Design an algorithm to find all pairs of integers within an array which sum to a specified value.
I have tried this problem using a hash
I don't see why the hash table approach is inefficient, at least in algorithm analysis terms - in memory locality terms admittedly, it can be quite bad. Anyway, scan the array twice...
First scan - put all the array elements in the hash table - O(n) total. Individual inserts are only amortized O(1), but a neat thing about how amortized analysis works means the O(n) is absolute - not amortized.
Second scan - check for (sum - current) in the hash table - O(n) total.
This beats the O(n log n) sort-and-search methods, at least in theory.
Then, note that you can combine the two scans into one. You can spot a pair as soon as you encounter the second of that pair during the first scan. In pseudocode...
for i in array.range
hashset.insert (array [i])
diff = sum - array [i]
if hashset.includes (diff)
output diff, array [i]
If you need positions of the items, use a hashmap and store item positions in it. If you need to cope with duplicates, you might need to store counts in a hashmap. For positions and duplicates, you might need a hashmap of start pointers for linked lists of positions.
This makes assumptions about the hash table implementation, but fairly safe ones given the usual implementations in most current languages and libraries.
BTW - combining the scans shouldn't be seen as an optimisation. The iteration overhead should be insignificant. Memory locality issues could make a single pass slightly more efficient for very large arrays, but the real memory locality issues will be in the hashtable lookups anyway.

....................

> [Given task]:
From the pair-sum thread, extract the passage that begins at the words "First scan - put" and ends after the words "current) in the hash table - O(n) total.". The material has no connection to the pair-sum thread.

Excerpts drawn from a detection dataset:
....................

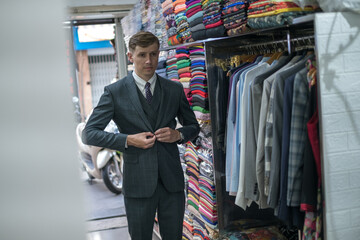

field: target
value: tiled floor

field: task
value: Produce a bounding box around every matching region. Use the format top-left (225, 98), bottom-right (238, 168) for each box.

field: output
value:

....................

> [Final result]:
First scan - put all the array elements in the hash table - O(n) total. Individual inserts are only amortized O(1), but a neat thing about how amortized analysis works means the O(n) is absolute - not amortized.
Second scan - check for (sum - current) in the hash table - O(n) total.